## begin Excerpt provided

In late December, according to Times sources, Keller told the reporters and the story's editor, Rebecca Corbett, that he was holding the piece in part because they could not secure documentary proof of the alleged affair beyond anecdotal evidence. Keller felt that given the on-the-record-denials by McCain and Iseman, the reporters needed more than the circumstantial evidence they had assembled to prove the case. The reporters felt they had the goods.
The Drudge item didn't derail the investigation, however. By late December, the reporters had submitted several pages of written questions to Bennett for comment, and completed a draft of the piece before the New Year. But to their growing frustration, Keller ordered rounds of changes and additional reporting. According to Times sources, Baquet remained an advocate for his reporters and pushed the piece to be published, but sources say Keller wanted a more nuanced story looking less at personal matters and more at questions of Iseman's lobbying and McCain's legislative record. (The Washington-New York divide is an eternal rift at the Paper of Record: Baquet had successfully brought stability and investigative acumen to the Washington bureau; with the McCain piece, he was being sucked into his first major struggle with New York.)

## end Excerpt provided

Problems to work on =
1) From the passage about the Times' McCain story, quote the text from "The Drudge item" up to and including "with New York.)".
2) In the passage about the Times' McCain story, who is named as the story's editor?
3) Carry on the account of the Times' McCain story, picking up after its final sentence.

## begin Given records

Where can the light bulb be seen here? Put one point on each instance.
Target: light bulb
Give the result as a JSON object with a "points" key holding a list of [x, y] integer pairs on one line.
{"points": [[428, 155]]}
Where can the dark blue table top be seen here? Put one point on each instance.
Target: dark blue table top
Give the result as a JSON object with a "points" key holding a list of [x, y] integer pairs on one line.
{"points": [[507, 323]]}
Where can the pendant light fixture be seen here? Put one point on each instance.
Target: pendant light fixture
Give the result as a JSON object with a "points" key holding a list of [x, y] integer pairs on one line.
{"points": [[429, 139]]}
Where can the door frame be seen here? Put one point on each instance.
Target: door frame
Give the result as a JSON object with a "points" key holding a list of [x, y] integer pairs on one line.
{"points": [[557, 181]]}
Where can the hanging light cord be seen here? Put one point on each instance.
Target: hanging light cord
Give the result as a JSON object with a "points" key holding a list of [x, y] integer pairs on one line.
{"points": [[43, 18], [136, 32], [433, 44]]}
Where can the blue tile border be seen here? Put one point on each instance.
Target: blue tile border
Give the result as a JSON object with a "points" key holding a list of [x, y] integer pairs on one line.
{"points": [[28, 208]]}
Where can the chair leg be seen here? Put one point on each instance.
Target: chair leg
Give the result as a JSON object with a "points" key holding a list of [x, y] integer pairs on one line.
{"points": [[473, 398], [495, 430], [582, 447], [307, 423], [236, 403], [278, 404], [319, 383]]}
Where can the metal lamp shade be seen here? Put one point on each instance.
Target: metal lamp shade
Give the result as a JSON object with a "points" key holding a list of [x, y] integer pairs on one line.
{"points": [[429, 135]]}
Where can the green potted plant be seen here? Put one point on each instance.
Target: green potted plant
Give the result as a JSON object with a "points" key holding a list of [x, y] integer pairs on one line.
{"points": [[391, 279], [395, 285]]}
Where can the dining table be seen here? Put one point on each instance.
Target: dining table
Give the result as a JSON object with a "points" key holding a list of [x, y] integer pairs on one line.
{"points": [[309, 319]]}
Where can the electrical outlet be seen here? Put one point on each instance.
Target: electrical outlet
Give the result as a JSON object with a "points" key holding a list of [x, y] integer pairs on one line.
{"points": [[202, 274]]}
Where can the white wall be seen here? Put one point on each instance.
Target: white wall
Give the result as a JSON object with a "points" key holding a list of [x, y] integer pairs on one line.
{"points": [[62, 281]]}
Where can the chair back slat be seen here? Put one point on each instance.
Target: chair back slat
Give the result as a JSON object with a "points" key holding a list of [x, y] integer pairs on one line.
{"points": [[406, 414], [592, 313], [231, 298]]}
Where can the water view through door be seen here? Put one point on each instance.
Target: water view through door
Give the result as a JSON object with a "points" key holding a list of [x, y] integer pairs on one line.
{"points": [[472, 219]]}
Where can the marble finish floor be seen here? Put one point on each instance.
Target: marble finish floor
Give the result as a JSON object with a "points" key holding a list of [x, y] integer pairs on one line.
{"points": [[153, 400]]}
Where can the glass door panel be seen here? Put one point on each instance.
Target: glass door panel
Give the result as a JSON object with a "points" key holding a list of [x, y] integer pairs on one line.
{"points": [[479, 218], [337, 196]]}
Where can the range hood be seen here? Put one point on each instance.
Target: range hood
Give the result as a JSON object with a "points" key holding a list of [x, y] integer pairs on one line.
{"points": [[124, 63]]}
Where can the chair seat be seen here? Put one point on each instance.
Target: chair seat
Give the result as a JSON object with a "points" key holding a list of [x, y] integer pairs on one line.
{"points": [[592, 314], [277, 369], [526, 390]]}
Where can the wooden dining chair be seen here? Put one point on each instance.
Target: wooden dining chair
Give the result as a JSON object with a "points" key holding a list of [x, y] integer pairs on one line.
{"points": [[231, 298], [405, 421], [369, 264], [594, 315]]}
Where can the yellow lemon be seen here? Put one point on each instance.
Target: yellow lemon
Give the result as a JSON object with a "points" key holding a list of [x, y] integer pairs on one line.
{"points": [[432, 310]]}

## end Given records
## begin Given records

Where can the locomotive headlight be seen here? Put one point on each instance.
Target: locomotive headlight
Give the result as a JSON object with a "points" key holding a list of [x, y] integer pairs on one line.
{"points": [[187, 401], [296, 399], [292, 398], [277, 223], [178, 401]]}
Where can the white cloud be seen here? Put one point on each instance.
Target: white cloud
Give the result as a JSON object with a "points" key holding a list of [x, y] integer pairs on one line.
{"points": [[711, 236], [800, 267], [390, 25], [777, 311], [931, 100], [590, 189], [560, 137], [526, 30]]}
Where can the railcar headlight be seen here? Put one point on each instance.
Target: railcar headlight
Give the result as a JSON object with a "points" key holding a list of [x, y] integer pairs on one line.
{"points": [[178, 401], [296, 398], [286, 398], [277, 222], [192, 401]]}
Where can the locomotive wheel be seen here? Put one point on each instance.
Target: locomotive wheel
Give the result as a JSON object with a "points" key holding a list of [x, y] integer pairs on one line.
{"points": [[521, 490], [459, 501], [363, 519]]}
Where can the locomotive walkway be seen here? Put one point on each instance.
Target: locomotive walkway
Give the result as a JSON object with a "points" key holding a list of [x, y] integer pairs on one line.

## end Given records
## begin Given records

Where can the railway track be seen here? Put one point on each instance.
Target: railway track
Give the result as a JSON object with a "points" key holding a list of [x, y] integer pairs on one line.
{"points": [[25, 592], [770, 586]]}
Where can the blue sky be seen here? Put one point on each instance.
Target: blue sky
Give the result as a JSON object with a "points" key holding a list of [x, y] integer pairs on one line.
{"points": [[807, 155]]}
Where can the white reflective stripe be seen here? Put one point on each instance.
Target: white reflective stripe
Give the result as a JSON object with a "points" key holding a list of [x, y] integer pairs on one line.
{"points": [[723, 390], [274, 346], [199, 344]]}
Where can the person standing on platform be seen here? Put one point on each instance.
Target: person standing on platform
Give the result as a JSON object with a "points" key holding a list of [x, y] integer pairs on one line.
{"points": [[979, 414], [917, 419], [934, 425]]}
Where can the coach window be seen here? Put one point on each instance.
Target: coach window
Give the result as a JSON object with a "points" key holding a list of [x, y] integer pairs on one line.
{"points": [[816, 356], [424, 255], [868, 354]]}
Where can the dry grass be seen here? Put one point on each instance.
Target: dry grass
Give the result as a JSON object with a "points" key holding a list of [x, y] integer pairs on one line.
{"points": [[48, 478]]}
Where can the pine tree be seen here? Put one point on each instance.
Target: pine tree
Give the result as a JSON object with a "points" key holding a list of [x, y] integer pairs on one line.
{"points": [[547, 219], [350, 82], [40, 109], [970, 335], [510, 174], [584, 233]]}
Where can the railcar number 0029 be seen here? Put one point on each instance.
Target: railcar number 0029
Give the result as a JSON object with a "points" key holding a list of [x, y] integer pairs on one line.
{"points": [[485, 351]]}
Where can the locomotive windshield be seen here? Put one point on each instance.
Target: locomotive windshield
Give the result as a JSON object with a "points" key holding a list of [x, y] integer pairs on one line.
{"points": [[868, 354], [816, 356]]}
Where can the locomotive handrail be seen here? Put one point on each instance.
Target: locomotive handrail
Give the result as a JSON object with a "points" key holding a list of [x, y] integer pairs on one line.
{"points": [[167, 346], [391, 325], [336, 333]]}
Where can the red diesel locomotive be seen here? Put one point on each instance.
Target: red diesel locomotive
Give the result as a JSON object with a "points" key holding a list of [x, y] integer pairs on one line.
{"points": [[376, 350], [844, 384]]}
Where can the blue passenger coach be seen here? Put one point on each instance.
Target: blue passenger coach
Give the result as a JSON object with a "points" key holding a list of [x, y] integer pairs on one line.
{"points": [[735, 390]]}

## end Given records

Answers below =
1)
The Drudge item didn't derail the investigation, however. By late December, the reporters had submitted several pages of written questions to Bennett for comment, and completed a draft of the piece before the New Year. But to their growing frustration, Keller ordered rounds of changes and additional reporting. According to Times sources, Baquet remained an advocate for his reporters and pushed the piece to be published, but sources say Keller wanted a more nuanced story looking less at personal matters and more at questions of Iseman's lobbying and McCain's legislative record. (The Washington-New York divide is an eternal rift at the Paper of Record: Baquet had successfully brought stability and investigative acumen to the Washington bureau; with the McCain piece, he was being sucked into his first major struggle with New York.)

2) Rebecca Corbett.

3)
In mid-January, Keller told the reporters to significantly recast the piece after several drafts had circulated among editors in Washington and New York. After three different versions, the piece ended up not as a stand-alone investigation but as an entry in the paper's "The Long Run" series looking at presidential candidates' career histories.


It was at about that time, amidst flurries of rumors swirling about the looming Times investigation, that the Times' McCain beat reporter, Marc Santora, abruptly left the campaign trail after covering the senator for four and a half months, frustrated by the McCain rumors. A rising star at the paper, Santora had been working grueling hours, joining the 2008 election coverage straight from a reporting assignment in Baghdad. As the campaign headed to South Carolina, the site of McCain's defeat in 2000, Santora emailed the Times' deputy Washington editor, Richard Stevenson, to vent about how the rumors were dogging him on the campaign trail, and left the McCain beat on January 10. "The last thing I wanted was to be a pawn in this thing," Santora told me. "I was exhausted, there were a lot of rumors flying around. I thought the best thing for me to do was take a break."


Santora wasn't the last casualty of the process. Two weeks ago, in early February, Marilyn Thompson, one of the four reporters working on the McCain investigation quit the Times. Thompson had been a staffer at The Washington Post for 14 years, until 2004. She had spent just six months at the Times and recorded only four bylines before accepting an offer to return to her former employer as an editor overseeing the Post's accountability coverage of money and politics. According to sources, Thompson became increasingly dispirited with the delays, and worked around the clock through the Christmas vacation on the piece, only to see the investigation sputter. Declining to comment on the investigation itself, Thompson told me her decision to return to the Post "was an opportunity to go back to the place that has been a home to me." (Thompson celebrated her byline during her last week at the Times. Her final day at the paper is tomorrow.)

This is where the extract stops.